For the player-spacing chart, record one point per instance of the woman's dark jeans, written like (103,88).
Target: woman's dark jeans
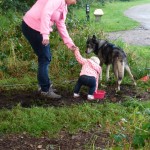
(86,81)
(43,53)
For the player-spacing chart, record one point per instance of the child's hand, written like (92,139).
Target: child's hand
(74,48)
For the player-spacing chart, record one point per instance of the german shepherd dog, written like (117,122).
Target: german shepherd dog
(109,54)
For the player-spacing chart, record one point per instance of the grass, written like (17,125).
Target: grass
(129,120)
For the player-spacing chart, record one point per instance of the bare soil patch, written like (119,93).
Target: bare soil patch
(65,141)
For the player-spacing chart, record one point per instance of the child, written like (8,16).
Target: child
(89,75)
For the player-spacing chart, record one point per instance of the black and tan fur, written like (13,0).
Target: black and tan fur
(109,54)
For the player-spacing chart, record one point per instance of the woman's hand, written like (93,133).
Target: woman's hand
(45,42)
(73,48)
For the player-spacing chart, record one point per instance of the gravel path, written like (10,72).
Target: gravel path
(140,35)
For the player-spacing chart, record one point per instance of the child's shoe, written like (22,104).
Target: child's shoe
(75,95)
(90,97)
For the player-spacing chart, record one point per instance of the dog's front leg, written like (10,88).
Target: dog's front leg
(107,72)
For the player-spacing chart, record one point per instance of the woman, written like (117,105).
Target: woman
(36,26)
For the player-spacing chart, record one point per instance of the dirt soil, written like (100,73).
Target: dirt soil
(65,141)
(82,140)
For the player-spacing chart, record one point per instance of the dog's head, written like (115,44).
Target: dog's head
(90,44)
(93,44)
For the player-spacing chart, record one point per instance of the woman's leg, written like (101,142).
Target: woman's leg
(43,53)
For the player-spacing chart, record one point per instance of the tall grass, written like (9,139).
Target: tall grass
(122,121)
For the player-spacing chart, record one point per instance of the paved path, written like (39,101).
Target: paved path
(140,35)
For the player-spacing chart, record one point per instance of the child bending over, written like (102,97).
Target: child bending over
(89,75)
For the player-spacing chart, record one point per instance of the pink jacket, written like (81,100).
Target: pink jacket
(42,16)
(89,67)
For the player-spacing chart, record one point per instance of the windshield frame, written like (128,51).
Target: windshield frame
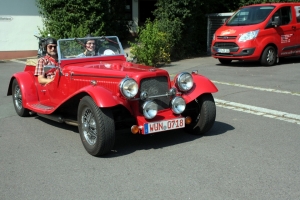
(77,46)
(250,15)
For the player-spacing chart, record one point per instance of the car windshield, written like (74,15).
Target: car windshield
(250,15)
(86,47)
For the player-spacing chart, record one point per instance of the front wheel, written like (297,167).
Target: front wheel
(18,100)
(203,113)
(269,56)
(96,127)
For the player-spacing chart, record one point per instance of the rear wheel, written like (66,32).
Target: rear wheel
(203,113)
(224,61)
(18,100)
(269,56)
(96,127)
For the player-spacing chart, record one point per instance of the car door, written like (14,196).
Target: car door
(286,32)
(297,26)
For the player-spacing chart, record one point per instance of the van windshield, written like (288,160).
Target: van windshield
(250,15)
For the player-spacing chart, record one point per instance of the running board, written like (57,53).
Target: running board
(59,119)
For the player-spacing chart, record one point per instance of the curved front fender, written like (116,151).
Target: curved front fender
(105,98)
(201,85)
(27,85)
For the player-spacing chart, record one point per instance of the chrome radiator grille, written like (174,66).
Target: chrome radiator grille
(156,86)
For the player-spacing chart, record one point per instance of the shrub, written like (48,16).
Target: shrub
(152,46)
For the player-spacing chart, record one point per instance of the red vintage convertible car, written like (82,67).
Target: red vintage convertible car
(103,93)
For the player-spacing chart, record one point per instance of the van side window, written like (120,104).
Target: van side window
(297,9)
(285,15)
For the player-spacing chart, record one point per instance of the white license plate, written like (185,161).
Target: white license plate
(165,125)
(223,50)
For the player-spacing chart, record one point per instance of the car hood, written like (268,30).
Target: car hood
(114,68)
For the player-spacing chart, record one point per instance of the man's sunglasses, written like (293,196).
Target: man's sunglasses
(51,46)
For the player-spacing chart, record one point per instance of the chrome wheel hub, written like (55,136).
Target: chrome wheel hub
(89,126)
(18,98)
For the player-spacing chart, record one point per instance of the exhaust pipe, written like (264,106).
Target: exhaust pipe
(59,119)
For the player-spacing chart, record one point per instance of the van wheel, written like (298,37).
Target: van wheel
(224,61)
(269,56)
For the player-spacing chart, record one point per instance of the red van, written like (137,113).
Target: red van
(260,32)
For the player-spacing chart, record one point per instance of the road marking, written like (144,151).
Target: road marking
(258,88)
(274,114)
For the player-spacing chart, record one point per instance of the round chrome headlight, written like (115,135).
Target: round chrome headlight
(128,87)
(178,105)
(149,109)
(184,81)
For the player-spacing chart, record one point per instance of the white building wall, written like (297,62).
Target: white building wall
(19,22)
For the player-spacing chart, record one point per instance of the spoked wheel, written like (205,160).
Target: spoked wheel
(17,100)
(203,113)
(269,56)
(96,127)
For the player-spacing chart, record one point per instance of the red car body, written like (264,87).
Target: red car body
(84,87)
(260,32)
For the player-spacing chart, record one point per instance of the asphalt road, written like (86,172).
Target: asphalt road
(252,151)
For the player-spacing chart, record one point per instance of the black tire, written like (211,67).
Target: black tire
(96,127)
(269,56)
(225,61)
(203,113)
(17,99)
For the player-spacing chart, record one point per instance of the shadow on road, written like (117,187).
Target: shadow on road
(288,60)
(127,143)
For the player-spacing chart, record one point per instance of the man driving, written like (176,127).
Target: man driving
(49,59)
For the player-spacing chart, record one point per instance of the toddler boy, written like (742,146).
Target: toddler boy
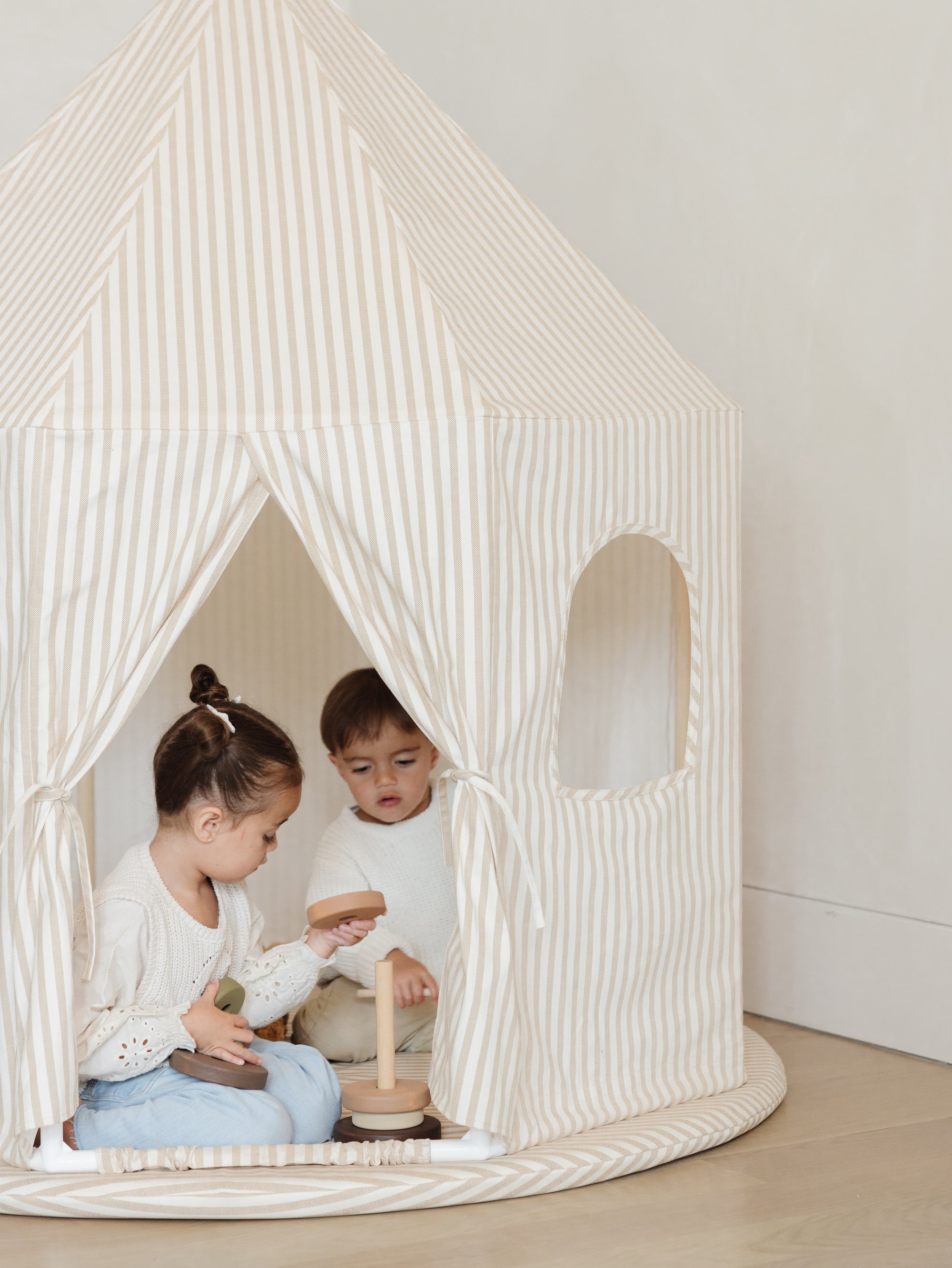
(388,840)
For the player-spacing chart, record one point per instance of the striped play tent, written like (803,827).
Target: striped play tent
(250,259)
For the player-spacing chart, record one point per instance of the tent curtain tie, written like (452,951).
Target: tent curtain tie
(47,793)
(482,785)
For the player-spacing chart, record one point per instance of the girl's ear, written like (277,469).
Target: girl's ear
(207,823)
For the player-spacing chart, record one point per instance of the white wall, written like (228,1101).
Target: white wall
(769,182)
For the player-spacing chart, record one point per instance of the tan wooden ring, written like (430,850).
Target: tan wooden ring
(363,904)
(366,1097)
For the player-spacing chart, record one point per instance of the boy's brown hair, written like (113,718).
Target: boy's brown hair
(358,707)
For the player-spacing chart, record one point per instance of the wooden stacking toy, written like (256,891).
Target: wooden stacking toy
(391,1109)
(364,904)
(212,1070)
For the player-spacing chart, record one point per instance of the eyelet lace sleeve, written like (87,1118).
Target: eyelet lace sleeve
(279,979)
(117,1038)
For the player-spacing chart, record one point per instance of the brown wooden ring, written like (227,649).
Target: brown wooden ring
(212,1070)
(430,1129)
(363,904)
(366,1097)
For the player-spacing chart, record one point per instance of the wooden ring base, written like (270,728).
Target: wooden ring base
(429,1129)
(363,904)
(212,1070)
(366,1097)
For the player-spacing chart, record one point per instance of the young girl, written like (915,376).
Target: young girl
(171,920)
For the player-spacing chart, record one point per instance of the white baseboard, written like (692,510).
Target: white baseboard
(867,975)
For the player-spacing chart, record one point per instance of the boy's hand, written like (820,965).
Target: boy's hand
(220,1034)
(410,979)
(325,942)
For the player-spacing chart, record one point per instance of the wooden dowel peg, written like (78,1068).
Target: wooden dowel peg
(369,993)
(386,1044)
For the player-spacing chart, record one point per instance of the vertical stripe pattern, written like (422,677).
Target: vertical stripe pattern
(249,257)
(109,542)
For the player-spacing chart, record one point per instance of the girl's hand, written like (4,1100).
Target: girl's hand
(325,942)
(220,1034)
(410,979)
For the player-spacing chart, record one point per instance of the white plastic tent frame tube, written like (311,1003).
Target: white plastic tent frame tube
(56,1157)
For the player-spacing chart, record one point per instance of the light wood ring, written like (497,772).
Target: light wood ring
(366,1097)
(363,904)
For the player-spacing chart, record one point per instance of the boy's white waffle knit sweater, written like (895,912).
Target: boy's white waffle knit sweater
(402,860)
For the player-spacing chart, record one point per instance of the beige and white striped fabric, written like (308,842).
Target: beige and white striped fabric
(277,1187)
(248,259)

┄┄┄┄┄┄┄┄┄┄

**Exercise details**
Transcribe, from the material above, the stretch starting at the line with "Target: shadow on road" and ending at the line with "written like (692,510).", both included, exactly. Do not carry over pictures.

**Finished exercise**
Target: shadow on road
(288,60)
(127,143)
For the player-spacing chart, record one point per instance of the man driving, written like (176,127).
Target: man driving
(49,59)
For the player-spacing chart, record one point per instance of the toddler boy, written like (742,146).
Target: toddler boy
(388,840)
For the player-spacing chart, record one point per instance of the striped play tent, written like (803,827).
Target: striped play tent
(250,259)
For the player-spacing chart, record one point per instance of the tent curtain tie, written like (452,951).
Target: tent curtain tie
(47,793)
(482,785)
For the player-spacing chart, record one point per instance of the girl's ear, written like (277,469).
Target: girl's ear
(207,823)
For the player-spacing chart, record one point per instance of the white wall, written like (228,1101).
Target: white wall
(769,182)
For the player-spacing chart, record one point per instance of the tan wooden ring, written like (430,850).
Target: tan wooden ring
(363,904)
(366,1097)
For the player-spacing chart, record one point per instance of the boy's brown hair, written like (113,718).
Target: boy's brown hair
(358,707)
For the player-spacing chart, record one point per instance of the wooden stacking toy, written like (256,891).
Target: wooden stacking toy
(391,1109)
(364,904)
(212,1070)
For the player-spacing chart, record one point per instance of the eyelet lace sleeve, written like (87,1118).
Target: eyelet lace sleeve
(279,979)
(117,1038)
For the player-spacing chart, record one point per instance of the brown wooden ring, written like (227,649).
Target: brown wooden ring
(212,1070)
(430,1129)
(363,904)
(366,1097)
For the player-spacing chart, record one point per instance of the wooden ring base, written like (270,728).
Target: wooden ring base
(429,1129)
(363,904)
(212,1070)
(366,1097)
For the player-spacing chart, record one point per instance of the young girl, written like (915,376).
Target: young girl
(171,920)
For the player-spacing chart, record one point per instance of the white baseboard, written like (692,510).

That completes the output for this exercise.